Task details: Please give the data again in full, exactly as provided.

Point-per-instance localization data
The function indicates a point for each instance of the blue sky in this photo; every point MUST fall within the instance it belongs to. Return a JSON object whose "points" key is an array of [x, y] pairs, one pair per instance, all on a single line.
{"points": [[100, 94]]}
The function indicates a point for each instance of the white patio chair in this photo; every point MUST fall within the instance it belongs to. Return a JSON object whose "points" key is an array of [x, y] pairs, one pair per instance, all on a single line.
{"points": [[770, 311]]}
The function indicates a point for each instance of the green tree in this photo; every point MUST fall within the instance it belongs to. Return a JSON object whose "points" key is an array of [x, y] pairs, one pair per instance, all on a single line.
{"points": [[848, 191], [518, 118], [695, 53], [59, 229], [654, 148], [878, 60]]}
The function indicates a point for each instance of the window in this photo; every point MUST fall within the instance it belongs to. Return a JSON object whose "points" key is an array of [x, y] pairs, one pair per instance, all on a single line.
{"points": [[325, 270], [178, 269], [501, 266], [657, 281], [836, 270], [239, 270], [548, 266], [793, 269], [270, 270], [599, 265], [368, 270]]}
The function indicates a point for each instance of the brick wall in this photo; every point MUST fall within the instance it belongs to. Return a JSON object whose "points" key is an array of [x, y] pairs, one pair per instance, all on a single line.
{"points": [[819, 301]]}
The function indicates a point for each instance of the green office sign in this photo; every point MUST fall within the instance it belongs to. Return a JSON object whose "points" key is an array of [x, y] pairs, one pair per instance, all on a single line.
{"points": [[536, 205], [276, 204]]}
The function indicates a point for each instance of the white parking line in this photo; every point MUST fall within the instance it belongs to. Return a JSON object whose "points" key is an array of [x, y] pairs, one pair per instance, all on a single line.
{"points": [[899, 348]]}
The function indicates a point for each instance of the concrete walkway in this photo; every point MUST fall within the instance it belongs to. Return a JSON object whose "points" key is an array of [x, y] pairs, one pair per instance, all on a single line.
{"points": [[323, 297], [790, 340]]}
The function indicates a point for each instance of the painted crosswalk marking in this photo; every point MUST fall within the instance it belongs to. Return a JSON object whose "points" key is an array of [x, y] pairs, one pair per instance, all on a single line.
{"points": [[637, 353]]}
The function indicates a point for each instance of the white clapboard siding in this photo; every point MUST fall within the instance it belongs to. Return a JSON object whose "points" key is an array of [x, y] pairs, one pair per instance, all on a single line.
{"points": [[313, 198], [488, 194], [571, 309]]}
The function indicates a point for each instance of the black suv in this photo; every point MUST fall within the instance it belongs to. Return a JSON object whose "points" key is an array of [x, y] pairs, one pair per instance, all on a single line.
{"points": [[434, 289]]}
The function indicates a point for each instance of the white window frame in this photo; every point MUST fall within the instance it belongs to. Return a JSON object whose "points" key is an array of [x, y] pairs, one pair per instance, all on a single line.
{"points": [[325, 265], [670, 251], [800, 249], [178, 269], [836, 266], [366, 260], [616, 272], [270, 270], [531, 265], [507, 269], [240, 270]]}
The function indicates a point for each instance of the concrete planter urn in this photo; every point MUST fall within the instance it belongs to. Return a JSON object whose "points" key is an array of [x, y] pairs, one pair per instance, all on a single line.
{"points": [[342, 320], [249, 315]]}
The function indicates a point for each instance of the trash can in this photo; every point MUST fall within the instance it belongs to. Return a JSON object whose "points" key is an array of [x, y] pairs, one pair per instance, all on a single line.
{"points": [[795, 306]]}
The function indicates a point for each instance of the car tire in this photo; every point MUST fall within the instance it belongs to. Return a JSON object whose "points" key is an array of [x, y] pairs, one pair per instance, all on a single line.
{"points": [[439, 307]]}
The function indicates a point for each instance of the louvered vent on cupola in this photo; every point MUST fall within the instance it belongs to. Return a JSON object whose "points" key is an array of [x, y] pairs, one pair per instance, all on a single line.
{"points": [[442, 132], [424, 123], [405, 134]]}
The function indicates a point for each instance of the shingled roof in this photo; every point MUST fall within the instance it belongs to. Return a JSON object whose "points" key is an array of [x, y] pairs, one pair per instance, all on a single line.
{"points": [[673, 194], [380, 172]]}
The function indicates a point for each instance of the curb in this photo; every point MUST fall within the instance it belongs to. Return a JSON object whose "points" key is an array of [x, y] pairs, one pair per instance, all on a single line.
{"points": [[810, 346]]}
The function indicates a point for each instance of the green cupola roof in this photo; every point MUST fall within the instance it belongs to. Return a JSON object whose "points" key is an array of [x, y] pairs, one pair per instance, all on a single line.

Problem solution:
The function indicates a point for each instance of the blue sky in this photo; every point MUST fall within the instance it belongs to. Return a JSON object whose "points" key is an array of [x, y] pairs, one pair per instance, all on a single line.
{"points": [[100, 94]]}
The function indicates a point for each instance of the white patio chair in this photo; every point MUST fall within the instance it belongs to. Return a JSON object whose "points" key is an array of [x, y] pairs, one pair per instance, all on a single line.
{"points": [[770, 311]]}
The function indicates a point for each instance of the green tree in this photo; every point MUST fall within the instance it belongs to. Return a JSON object whose "points" key is an array of [x, y] pairs, one pair per instance, all on a single line.
{"points": [[848, 191], [518, 118], [695, 53], [59, 229], [654, 148], [878, 60]]}
The function indicates a point for each instance of the window in this photo; every point MUST fall within the instance it belongs to. Return a JSON object whose "points" key is an array of [x, y] pairs, one pair per instance, all on a single line.
{"points": [[325, 270], [178, 269], [501, 266], [657, 281], [836, 270], [239, 270], [548, 266], [793, 269], [270, 270], [599, 265], [368, 270]]}
The function indicates a point for each instance of the brick wall in this photo; every point MUST fall within the instance it belongs to. Return a JSON object whose "points" key is an array of [x, y] pairs, one pair per instance, all on a single line.
{"points": [[819, 301]]}
The function indicates a point for each instance of the green office sign in this photo; every point MUST fall within the instance it belongs to. Return a JSON object whose "points" key is an array of [x, y] pairs, one pair per instance, all on a single line.
{"points": [[536, 205], [276, 204]]}
The function indicates a point for each instance of the white parking line in this photo; every point MUST fall within the instance it belongs to. Return a JSON object whose "points" key is an array of [x, y] pairs, one pair per instance, all on a single line.
{"points": [[899, 348]]}
The function indicates a point for each instance of the concrete walkway in this photo; every point MUST fall within the instance it belongs to. Return a JSON object whose "points" key is an array of [x, y] pairs, one pair per instance, all on a single line.
{"points": [[323, 297], [790, 340]]}
The function indicates a point for each instance of the painted crosswalk marking in this photo; every point MUST fall within the instance it belongs to. Return a JSON object whose "points" key is an array of [x, y] pairs, one pair per instance, all on a single line.
{"points": [[637, 353]]}
The function indicates a point for each instance of the white clapboard siding in this photo; every point MUST fall within the instance it belongs to. Return a JSON object whose "points" key is an array of [x, y] pairs, one pair per instance, all on a single line.
{"points": [[313, 198], [488, 194], [571, 309]]}
The function indicates a point for each instance of the black suv in this photo; every point MUST fall within the instance it belongs to. Return a JSON object whose "points" key is an array of [x, y] pairs, one pair per instance, all on a single line.
{"points": [[434, 289]]}
The function indicates a point for each instance of the white window frame in this photo; every point MUST fall within the instance it belongs to. Return a JSON object whose "points" key is an array of [x, y] pairs, one pair per instance, all on a single line.
{"points": [[325, 265], [670, 251], [800, 249], [178, 269], [836, 266], [366, 260], [616, 272], [270, 270], [531, 265], [507, 269], [240, 270]]}
The function indicates a point for each instance of the concrete planter urn in this photo; every point MUST fall within the instance it belongs to. Return a JSON object whose "points" key is an array of [x, y] pairs, one pair per instance, all on a single line.
{"points": [[342, 320], [249, 315]]}
The function indicates a point for each instance of the trash can in this photo; every point MUST fall within the instance it belongs to. Return a JSON object whose "points" key is an array of [x, y] pairs, one pair per instance, all on a single line.
{"points": [[795, 306]]}
The function indicates a point for each instance of the car tire in this photo; every point MUST fall within the instance it belongs to. Return a JSON object whose "points" key is an array of [x, y] pairs, one pair per instance, all on a single line.
{"points": [[439, 307]]}
The function indicates a point for each instance of the louvered vent on cupola in this photo; every point MUST fall within the instance it belongs to. Return a JSON object whose "points" key is an array of [x, y] pairs, one pair per instance, all on a single line.
{"points": [[442, 132], [424, 123], [405, 134]]}
The function indicates a point for each instance of the shingled roof in this photo; every point MUST fall within the instance it belongs to. Return a JSON object whose "points" key is an array of [x, y] pairs, one pair per instance, all on a single line.
{"points": [[673, 194], [380, 172]]}
The function indicates a point for each instance of the curb in this photo; every point MUST fall within the instance it belongs to. Return a JSON object whose "points" key is an array of [x, y] pairs, one pair per instance, all on a single line.
{"points": [[810, 346]]}
The function indicates a point for each instance of the green cupola roof in this photo; every point MUST fall within the instance it belongs to. Return a JSON object whose "points" key is an array of [x, y] pairs, one pair per instance, all on a single line.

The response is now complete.